● **УСЛОВИЕ ЗАДАЧИ**: Выведите без изменений строки материала ниже, начиная со строки, содержащей «One point rides on each instance of the lightning», и заканчивая строкой, содержащей «Target: red kernel corn cob», обе включительно. Картинки в ответ не переносите.

● **СТРОКИ ДАННЫХ**:
---

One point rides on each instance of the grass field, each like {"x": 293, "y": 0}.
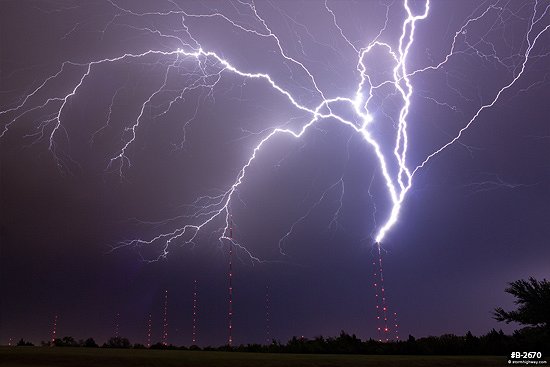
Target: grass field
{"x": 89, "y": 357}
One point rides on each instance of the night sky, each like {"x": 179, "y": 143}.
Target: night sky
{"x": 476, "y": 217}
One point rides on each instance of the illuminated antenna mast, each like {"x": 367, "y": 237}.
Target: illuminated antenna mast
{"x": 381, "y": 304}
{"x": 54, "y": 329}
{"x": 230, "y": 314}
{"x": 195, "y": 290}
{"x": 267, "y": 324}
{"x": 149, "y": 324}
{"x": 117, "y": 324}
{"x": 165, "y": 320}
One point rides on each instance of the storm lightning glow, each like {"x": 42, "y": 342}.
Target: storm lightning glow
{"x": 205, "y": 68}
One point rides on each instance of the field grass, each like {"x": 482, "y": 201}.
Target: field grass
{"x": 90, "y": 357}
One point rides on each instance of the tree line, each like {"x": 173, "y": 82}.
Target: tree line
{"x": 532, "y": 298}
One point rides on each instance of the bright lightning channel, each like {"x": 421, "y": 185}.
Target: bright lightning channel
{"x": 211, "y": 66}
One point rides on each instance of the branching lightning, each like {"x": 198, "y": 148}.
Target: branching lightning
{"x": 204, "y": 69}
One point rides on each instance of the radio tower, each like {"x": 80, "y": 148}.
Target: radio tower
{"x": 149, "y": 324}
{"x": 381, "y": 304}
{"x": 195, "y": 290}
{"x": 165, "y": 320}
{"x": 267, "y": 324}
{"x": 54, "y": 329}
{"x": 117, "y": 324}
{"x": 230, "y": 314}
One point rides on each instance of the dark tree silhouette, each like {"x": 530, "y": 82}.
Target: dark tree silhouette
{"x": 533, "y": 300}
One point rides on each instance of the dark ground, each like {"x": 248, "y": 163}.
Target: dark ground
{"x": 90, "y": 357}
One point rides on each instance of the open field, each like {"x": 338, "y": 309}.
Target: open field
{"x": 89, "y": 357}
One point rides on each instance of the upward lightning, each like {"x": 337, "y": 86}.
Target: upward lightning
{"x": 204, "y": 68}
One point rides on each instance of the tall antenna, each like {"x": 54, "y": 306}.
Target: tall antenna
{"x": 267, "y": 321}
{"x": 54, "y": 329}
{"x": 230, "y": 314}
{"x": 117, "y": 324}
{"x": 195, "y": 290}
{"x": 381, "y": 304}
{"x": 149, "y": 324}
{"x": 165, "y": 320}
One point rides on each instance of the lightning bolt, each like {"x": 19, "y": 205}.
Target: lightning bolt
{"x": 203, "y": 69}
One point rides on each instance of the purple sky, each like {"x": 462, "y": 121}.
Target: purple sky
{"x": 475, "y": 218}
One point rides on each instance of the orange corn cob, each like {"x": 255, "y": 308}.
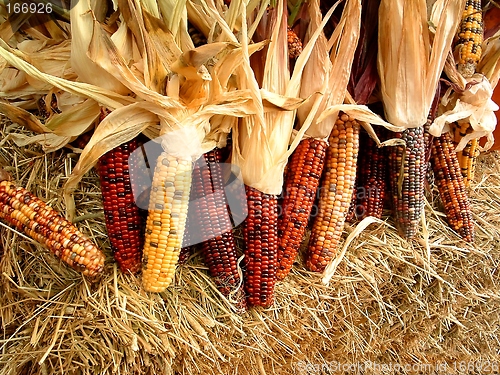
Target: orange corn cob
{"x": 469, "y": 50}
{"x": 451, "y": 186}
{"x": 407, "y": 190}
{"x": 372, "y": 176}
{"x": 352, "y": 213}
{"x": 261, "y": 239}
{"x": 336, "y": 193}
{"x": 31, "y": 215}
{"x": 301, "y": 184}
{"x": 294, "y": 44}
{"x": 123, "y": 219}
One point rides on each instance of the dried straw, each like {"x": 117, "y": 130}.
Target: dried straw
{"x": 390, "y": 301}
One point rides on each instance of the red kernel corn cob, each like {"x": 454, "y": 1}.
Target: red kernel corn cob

---

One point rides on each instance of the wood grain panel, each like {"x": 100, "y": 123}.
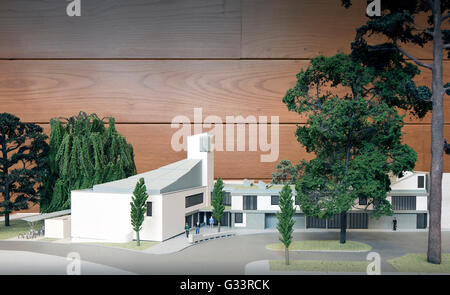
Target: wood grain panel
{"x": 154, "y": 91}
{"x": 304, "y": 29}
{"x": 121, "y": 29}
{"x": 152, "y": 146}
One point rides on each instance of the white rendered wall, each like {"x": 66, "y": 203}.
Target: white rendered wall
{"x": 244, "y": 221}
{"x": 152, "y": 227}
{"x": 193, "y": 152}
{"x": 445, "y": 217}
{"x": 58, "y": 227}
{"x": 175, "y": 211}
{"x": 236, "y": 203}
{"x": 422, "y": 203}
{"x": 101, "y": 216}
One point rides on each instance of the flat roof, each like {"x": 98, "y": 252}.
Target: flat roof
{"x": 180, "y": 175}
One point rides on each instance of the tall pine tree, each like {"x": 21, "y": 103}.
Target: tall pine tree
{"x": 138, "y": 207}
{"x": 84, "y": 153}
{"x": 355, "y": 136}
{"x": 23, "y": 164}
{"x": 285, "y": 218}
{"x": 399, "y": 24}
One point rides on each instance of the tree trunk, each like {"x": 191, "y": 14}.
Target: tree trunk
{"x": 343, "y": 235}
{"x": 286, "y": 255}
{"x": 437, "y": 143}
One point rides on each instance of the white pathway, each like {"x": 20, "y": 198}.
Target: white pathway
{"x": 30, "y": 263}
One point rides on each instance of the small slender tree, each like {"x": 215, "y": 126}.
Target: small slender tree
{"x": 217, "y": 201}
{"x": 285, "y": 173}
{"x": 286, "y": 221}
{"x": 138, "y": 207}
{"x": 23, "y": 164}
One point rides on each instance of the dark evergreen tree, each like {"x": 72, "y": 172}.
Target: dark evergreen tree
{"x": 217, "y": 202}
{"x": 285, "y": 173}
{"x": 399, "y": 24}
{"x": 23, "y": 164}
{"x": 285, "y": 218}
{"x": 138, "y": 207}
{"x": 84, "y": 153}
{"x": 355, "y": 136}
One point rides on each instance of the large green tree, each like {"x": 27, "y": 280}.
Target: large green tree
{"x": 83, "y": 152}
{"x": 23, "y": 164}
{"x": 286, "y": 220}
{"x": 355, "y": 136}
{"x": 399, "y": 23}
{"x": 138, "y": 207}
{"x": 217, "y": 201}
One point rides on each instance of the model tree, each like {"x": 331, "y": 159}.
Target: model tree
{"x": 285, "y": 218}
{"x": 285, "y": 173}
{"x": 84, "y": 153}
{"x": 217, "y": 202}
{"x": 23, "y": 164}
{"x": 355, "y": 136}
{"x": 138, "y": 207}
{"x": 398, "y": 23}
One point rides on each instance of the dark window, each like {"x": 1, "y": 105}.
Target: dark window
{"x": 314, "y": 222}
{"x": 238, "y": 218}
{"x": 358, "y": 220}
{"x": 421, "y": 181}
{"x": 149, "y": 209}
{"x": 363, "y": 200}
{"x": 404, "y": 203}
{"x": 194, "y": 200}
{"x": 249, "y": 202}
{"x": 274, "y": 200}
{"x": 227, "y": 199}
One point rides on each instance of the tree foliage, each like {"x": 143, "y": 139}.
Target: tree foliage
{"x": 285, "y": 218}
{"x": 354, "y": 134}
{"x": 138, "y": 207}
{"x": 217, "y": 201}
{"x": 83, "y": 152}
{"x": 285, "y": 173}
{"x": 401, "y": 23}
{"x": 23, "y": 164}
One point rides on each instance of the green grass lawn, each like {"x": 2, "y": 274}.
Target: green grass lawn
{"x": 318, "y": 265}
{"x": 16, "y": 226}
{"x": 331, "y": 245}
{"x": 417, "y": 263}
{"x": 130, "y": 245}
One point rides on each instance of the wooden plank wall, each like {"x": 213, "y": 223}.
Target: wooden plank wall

---

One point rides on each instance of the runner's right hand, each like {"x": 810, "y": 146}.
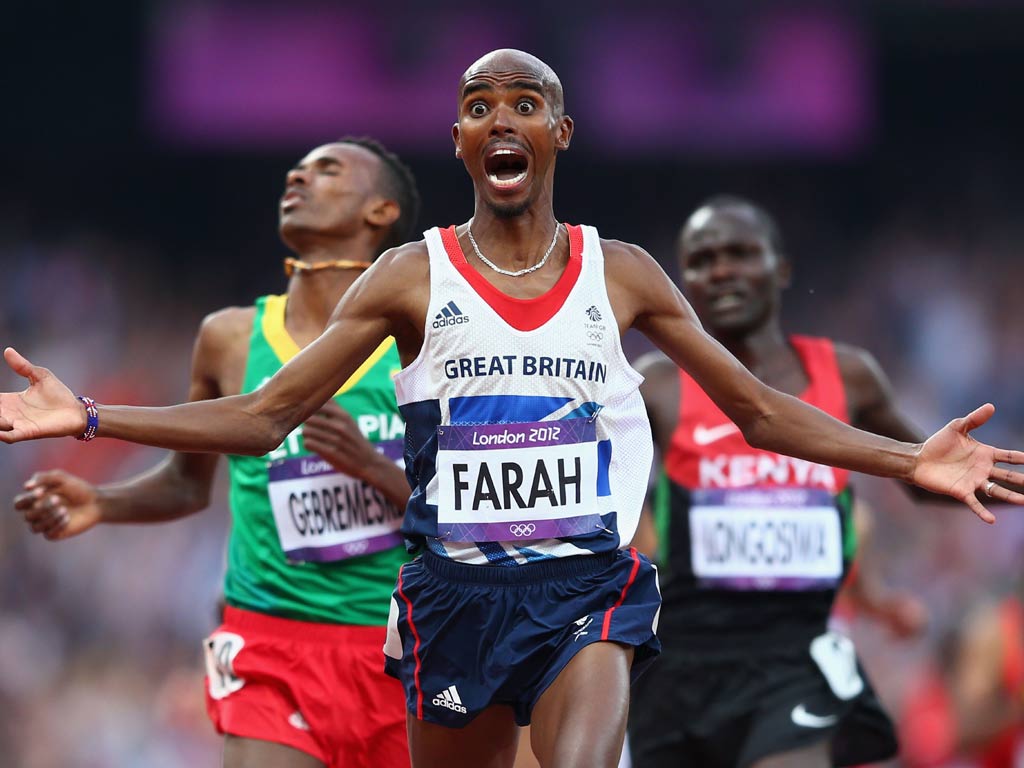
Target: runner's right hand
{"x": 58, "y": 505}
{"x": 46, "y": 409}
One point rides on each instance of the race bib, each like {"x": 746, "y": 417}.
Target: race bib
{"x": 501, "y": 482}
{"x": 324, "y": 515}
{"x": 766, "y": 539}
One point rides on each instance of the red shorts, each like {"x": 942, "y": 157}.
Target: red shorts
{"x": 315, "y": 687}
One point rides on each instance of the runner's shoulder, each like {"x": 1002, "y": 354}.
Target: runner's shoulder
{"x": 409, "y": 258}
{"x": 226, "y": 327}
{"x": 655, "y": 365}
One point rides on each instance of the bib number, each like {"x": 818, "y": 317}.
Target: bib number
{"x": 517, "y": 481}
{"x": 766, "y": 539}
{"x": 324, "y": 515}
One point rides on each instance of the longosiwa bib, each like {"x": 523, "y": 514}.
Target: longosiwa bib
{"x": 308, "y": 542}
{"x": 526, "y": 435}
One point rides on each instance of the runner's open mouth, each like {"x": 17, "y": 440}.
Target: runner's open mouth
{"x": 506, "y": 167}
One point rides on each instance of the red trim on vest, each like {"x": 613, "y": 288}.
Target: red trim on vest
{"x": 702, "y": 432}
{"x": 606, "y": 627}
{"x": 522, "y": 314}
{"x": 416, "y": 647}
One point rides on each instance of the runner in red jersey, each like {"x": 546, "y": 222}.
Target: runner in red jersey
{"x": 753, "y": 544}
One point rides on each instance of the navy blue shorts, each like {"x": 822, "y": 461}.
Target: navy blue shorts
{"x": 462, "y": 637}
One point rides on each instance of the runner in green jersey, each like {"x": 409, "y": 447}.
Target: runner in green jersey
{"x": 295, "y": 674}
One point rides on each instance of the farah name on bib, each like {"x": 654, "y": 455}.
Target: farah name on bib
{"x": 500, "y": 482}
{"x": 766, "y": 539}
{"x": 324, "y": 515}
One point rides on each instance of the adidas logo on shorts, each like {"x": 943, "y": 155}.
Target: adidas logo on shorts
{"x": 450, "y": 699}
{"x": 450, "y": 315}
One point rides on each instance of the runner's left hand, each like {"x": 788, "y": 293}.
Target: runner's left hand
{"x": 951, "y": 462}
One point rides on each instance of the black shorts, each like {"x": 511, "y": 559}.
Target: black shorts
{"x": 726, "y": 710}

---

● **ОТВЕТ НИЖЕ**:
One point rides on each instance of the lightning bolt, each like {"x": 19, "y": 205}.
Target: lightning bolt
{"x": 203, "y": 69}
One point rides on each instance of the purple sky, each like {"x": 462, "y": 121}.
Target: purple sky
{"x": 475, "y": 218}
One point rides on each instance of the orange corn cob, each like {"x": 255, "y": 308}.
Target: orange corn cob
{"x": 469, "y": 50}
{"x": 451, "y": 186}
{"x": 407, "y": 190}
{"x": 372, "y": 176}
{"x": 352, "y": 213}
{"x": 261, "y": 239}
{"x": 336, "y": 193}
{"x": 31, "y": 215}
{"x": 301, "y": 184}
{"x": 294, "y": 44}
{"x": 123, "y": 219}
One point rides on each instance of the dried straw, each like {"x": 117, "y": 130}.
Target: dried straw
{"x": 390, "y": 301}
One point rides on each instance of the red kernel corn cob, each like {"x": 454, "y": 1}.
Target: red kernel corn cob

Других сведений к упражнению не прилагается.